[What you need to do] In the material below, repeat only the lines from the one that holds "Practice step: identify the person in tie-dye" through the final line, exactly as they stand.

[Exercise material]
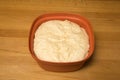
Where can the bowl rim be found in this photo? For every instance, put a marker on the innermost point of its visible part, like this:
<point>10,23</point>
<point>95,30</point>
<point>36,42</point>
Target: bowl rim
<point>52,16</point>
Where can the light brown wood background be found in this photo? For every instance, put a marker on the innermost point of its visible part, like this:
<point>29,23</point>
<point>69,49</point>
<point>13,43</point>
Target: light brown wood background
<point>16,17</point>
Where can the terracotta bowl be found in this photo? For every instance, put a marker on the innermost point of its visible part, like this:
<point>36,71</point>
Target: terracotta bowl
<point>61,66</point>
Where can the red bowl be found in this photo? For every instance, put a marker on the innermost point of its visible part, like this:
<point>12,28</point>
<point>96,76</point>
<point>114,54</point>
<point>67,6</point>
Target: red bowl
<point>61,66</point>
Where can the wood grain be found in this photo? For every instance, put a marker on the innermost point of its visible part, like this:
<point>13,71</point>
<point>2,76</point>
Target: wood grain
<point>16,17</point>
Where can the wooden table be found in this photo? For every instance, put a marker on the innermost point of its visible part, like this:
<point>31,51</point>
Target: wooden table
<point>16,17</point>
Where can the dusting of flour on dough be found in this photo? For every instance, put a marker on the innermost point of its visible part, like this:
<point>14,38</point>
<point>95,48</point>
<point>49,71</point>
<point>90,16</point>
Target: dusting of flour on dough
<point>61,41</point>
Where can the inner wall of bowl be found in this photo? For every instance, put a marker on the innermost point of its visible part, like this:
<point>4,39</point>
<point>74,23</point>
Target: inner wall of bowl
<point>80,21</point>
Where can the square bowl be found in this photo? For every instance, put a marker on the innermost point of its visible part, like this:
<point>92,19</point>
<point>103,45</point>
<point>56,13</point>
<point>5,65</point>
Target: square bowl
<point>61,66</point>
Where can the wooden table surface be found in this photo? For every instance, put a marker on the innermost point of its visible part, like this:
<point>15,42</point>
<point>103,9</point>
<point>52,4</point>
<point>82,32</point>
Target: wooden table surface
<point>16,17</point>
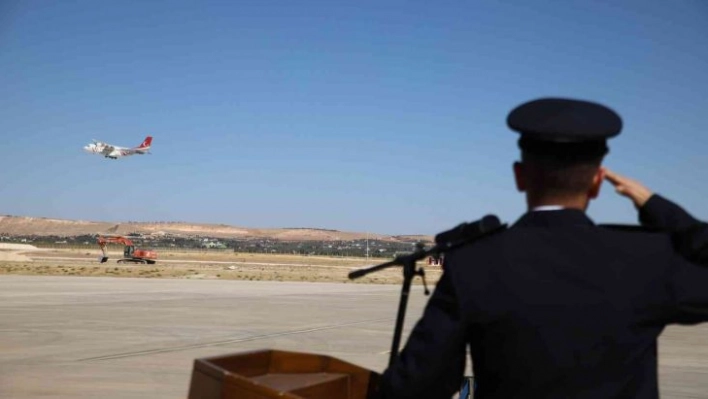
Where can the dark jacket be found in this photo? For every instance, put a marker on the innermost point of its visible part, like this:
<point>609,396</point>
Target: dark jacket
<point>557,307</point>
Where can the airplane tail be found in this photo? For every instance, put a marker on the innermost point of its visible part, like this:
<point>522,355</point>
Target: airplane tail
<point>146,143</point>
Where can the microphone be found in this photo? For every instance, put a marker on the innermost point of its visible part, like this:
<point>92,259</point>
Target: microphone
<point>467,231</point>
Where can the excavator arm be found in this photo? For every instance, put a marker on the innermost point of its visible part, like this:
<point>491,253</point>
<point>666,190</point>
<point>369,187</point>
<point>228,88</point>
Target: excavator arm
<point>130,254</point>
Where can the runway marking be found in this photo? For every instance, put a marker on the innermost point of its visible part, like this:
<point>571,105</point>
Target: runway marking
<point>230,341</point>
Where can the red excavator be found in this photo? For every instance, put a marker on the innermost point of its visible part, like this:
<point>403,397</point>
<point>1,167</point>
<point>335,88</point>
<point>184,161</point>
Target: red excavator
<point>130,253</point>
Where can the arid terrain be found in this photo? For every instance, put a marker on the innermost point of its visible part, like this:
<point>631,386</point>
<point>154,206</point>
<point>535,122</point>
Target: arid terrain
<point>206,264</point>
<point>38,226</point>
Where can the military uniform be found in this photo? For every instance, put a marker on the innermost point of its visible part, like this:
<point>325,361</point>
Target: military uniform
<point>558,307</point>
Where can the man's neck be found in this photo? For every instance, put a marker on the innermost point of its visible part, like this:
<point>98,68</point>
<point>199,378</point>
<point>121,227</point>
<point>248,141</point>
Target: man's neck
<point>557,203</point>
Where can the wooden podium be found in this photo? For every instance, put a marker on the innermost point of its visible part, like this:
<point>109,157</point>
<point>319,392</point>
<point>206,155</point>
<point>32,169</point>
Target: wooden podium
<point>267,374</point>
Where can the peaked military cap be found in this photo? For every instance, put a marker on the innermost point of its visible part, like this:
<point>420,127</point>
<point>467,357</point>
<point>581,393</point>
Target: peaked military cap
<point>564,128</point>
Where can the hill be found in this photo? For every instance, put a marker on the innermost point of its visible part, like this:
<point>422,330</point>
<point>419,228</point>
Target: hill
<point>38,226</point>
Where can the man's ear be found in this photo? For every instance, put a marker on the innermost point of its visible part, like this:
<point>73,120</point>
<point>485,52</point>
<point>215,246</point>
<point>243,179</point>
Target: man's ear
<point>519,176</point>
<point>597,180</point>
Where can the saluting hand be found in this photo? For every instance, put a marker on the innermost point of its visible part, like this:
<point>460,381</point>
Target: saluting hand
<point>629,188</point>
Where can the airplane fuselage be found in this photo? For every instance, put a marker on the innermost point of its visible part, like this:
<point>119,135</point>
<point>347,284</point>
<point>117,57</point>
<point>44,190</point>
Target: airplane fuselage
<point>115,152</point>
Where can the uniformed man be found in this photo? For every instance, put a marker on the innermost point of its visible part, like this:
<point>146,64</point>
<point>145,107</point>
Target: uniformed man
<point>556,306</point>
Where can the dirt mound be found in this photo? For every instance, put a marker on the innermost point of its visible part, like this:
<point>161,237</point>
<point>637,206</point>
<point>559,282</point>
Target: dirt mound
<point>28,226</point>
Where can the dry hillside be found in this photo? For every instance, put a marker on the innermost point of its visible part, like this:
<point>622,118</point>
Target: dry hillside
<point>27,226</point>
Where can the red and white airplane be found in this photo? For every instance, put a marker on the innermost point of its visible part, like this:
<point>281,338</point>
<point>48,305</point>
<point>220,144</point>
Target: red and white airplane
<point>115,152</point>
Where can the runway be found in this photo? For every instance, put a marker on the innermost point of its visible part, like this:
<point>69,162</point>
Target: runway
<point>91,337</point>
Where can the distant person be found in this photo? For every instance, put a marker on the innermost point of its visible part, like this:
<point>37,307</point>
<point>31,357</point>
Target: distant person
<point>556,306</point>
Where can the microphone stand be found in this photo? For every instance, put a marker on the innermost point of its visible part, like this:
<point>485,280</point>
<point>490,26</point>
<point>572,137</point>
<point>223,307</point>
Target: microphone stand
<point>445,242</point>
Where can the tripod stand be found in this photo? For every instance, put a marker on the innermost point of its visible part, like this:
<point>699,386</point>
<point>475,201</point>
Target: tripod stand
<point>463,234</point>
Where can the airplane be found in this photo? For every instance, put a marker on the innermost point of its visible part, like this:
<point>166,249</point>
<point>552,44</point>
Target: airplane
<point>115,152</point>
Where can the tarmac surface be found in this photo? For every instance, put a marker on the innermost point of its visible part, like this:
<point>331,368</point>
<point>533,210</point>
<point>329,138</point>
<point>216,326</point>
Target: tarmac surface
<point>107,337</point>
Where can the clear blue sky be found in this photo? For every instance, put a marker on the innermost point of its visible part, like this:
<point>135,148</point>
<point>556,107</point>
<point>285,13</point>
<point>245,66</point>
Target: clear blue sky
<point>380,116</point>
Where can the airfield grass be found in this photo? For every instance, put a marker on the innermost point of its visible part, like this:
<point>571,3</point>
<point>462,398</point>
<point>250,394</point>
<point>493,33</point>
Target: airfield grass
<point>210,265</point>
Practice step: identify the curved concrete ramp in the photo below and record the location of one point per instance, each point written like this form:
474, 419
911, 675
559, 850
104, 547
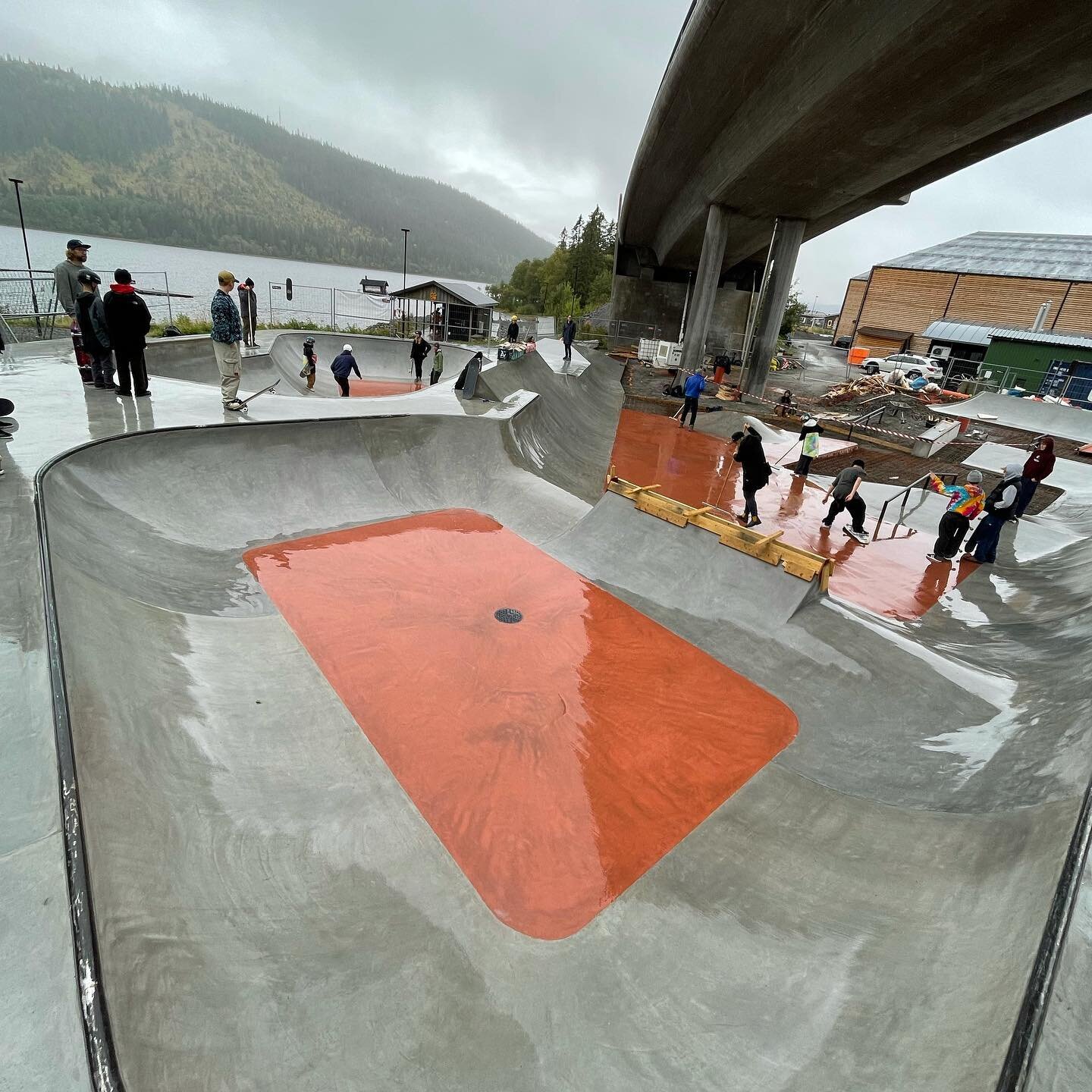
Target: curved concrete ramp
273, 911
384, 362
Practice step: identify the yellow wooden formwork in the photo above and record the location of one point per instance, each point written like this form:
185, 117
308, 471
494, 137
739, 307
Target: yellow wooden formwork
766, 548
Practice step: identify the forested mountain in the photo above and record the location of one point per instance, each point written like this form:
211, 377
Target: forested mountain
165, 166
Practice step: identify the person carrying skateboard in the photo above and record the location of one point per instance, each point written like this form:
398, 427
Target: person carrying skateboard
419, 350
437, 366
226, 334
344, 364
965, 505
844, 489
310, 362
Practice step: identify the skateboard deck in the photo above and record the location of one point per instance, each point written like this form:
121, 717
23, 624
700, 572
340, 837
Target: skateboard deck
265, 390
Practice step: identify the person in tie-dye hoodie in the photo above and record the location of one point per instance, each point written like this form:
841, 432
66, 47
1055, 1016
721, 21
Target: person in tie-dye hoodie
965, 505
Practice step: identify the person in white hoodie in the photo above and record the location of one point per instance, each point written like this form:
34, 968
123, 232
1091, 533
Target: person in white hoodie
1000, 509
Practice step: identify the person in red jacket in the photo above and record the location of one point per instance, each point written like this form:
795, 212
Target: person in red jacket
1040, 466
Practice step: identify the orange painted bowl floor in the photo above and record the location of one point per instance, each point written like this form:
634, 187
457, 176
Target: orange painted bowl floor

[Full answer]
Practice step: identify the person in tie-dye hoodie in the photo above and record the location of one point per instance, each point written like this form:
841, 432
66, 47
1055, 1016
721, 21
Target: person in tie-dye hoodie
965, 505
Practice step: identify the person in white hoodie in the photo above and record the location of one point per instance, each point written like this form:
34, 968
123, 232
1091, 533
Target: person in white hoodie
1000, 509
Practice step: identify the person in red jacket in the photo above and record the location of one point per instance, each point written like this form:
795, 212
Target: person in red jacket
1040, 466
Practice step: identify the orange painted bowl floor in the photo above and record the location of one point per instance, each point written like this form:
634, 187
457, 176
Target: orange painted bowl floor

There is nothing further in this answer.